Source data Block Start

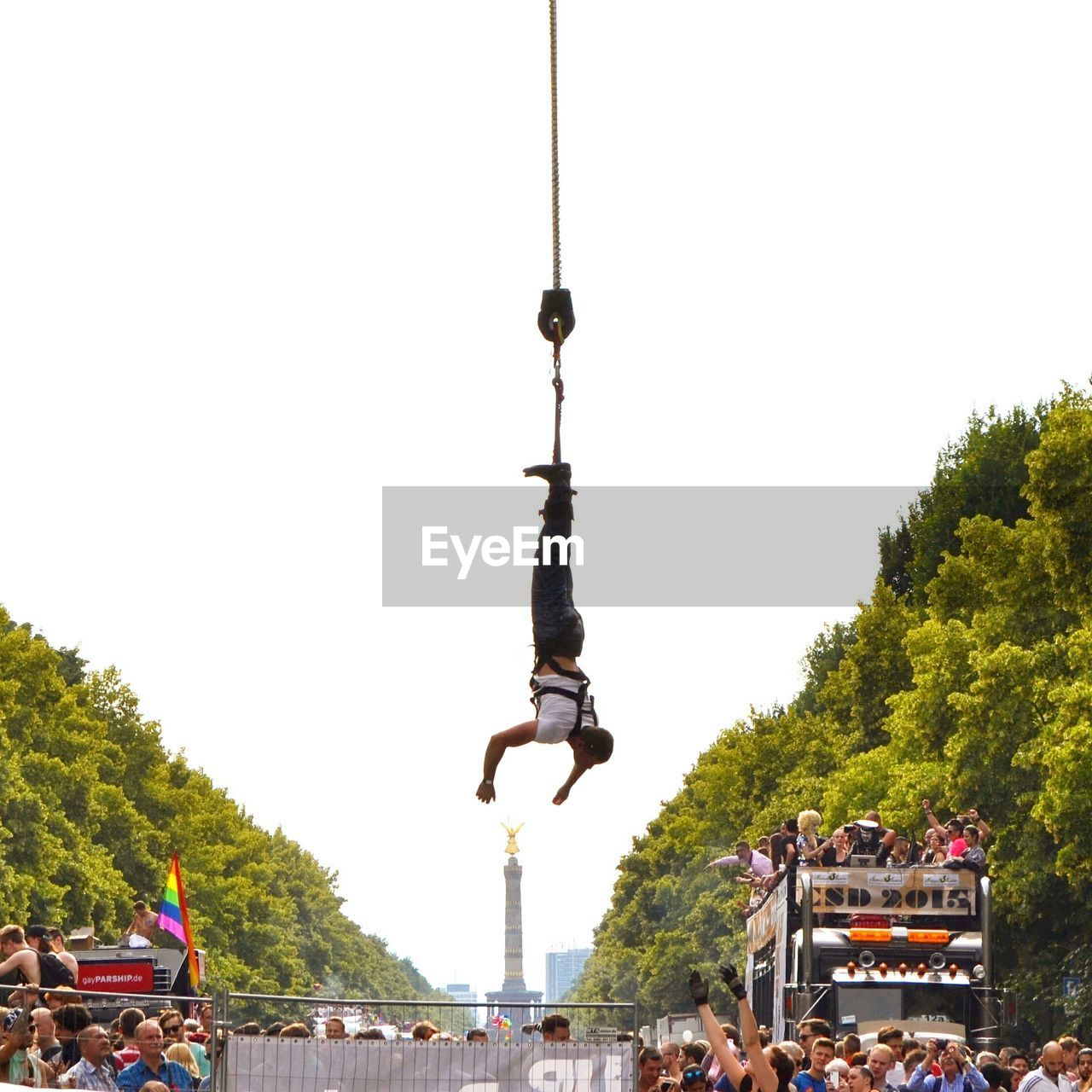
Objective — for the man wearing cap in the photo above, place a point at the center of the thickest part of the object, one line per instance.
(93, 1071)
(153, 1064)
(16, 1064)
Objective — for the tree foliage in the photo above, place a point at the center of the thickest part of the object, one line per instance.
(975, 691)
(94, 806)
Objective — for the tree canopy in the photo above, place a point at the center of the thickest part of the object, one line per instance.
(966, 678)
(107, 805)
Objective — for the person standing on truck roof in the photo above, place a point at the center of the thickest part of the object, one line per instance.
(1049, 1077)
(958, 1072)
(757, 862)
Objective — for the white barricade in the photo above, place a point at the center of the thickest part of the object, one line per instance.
(254, 1064)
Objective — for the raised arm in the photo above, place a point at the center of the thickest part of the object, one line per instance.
(764, 1076)
(932, 819)
(495, 752)
(717, 1041)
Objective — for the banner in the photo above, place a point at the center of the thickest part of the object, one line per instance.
(253, 1064)
(903, 892)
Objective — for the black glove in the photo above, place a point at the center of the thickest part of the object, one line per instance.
(699, 989)
(730, 976)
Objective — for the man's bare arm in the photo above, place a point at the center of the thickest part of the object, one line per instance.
(574, 775)
(495, 752)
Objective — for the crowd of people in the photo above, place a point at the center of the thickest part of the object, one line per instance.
(958, 843)
(744, 1060)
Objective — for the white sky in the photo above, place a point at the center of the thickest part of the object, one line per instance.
(259, 260)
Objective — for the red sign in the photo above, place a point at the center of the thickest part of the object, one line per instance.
(117, 976)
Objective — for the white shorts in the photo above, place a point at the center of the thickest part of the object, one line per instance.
(557, 714)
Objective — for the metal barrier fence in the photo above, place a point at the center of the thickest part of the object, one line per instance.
(242, 1058)
(600, 1054)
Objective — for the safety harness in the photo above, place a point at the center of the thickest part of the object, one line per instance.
(580, 698)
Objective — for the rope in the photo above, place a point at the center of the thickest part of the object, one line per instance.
(555, 176)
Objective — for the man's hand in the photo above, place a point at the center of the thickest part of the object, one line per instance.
(730, 976)
(699, 989)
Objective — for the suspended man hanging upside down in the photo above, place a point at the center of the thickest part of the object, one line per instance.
(558, 687)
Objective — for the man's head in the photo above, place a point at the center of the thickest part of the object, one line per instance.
(822, 1054)
(23, 1036)
(596, 743)
(148, 1041)
(172, 1025)
(860, 1079)
(1084, 1063)
(1053, 1060)
(880, 1061)
(650, 1061)
(43, 1021)
(951, 1060)
(893, 1037)
(94, 1044)
(128, 1021)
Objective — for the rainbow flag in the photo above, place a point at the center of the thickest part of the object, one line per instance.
(174, 917)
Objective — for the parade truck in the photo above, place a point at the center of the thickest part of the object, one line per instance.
(866, 947)
(119, 970)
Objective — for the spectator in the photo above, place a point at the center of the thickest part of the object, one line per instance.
(814, 1078)
(758, 863)
(153, 1065)
(1020, 1066)
(650, 1064)
(47, 1043)
(958, 1072)
(671, 1052)
(1083, 1069)
(18, 1065)
(128, 1022)
(857, 1079)
(1049, 1076)
(93, 1071)
(183, 1054)
(767, 1071)
(1069, 1049)
(881, 1061)
(893, 1037)
(694, 1079)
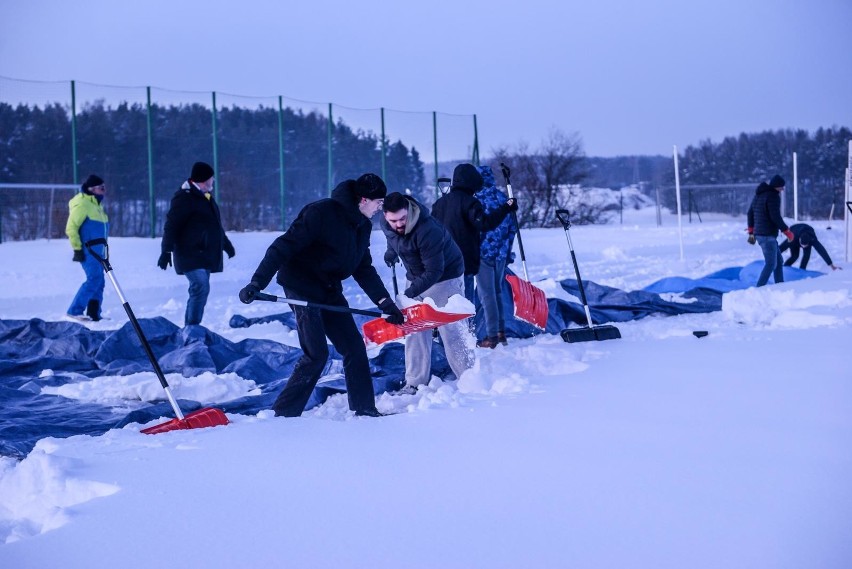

Source data Block End

• [About this exercise] Output all the entries exactly, minus any pictures.

• [Written solution]
Objective — for the man wearing cap in the photo above, place a point at the center of the thickest part of the object, one line per instance.
(93, 1071)
(153, 1064)
(16, 1064)
Objective — for the tree foliage in the photo above, place a point at the center of the thickest part of the object, one line per instance.
(975, 691)
(94, 806)
Objective — for the tree canopy in the photo above, place a point at the center of the thickest part of the object, one line per instance.
(966, 678)
(107, 805)
Objective — for the person standing on truck roof in the photo above, place a point at the center of the thickest part of the object, one line per instance.
(1049, 1077)
(958, 1072)
(757, 862)
Objective — for the white barricade in the photo above, place a point at the center of the thickest part of the object, one line per instance.
(254, 1064)
Objective — for the raised arm in the photo above, place a point at the center of the thickest part of the object, one line per instance.
(764, 1076)
(932, 819)
(495, 752)
(717, 1041)
Objective — for the banner in the photo above, place a point at the center of the thickest part of the object, one line per instance.
(253, 1064)
(903, 892)
Objective — for the black glove in the photo above, place a point at the center of the thickest part of the object, one line per instance.
(699, 989)
(730, 976)
Objective — for the man's bare arm in the photo above, place a point at the center of the thickest part of the object, one line per instance.
(574, 775)
(495, 752)
Objective — for the crowd of people in the photo above, place a point at the center of the thickest part of the object, one line per instance.
(958, 843)
(744, 1060)
Objective — for the white sky in the photo above, place a point at the center of the thickest part of the object, one line per instance.
(259, 260)
Objective — for the red sign in the photo above, place a point at the center of the thickest part of the object, one line per instance.
(117, 976)
Objective — for the white shorts in the photo above, place a point at the center of the thickest part of the object, one line per instance.
(557, 714)
Objective — for the metal barrier fence in the photo above, place a point at the center of the thickest part of the object, one line per instance.
(242, 1058)
(600, 1054)
Objective — for the safety harness in the photo above, place a point at the center of the thickest part of the object, one line per instance.
(580, 698)
Objective — for the rope in the photo above, place a point at the center of the thickest part of the object, one line per instance.
(555, 176)
Objective — for the man's hand in the photo above, place a point at the center of the thickest part of the object, one line per instance.
(730, 976)
(699, 989)
Objective — for the suspended man hanging upside down in the photo above, place a point at the center of the thickest part of the object, one line per instance.
(558, 687)
Objective — for the man's head in the photo above, place a point at the center of the thickest part of the object, one line per instance.
(822, 1054)
(23, 1036)
(596, 743)
(148, 1041)
(172, 1025)
(860, 1079)
(1084, 1063)
(1053, 1060)
(880, 1061)
(650, 1061)
(43, 1021)
(951, 1060)
(893, 1037)
(94, 1044)
(128, 1021)
Objective — for the rainbow flag in the photo above, place a point at the center of the thickest part of the object, one line per instance.
(174, 917)
Objective — for the parade truck in the photo above, place a point at the center of the thickest part of the object, one line per instance.
(866, 947)
(119, 970)
Objective — for the spectator in the photo above, place a point at the center of the thickest part of the object, one line per instance.
(814, 1078)
(758, 863)
(153, 1065)
(1020, 1066)
(650, 1064)
(47, 1043)
(958, 1072)
(671, 1052)
(1083, 1069)
(18, 1065)
(128, 1022)
(857, 1079)
(1049, 1076)
(93, 1071)
(183, 1054)
(767, 1071)
(1069, 1049)
(881, 1061)
(893, 1037)
(694, 1079)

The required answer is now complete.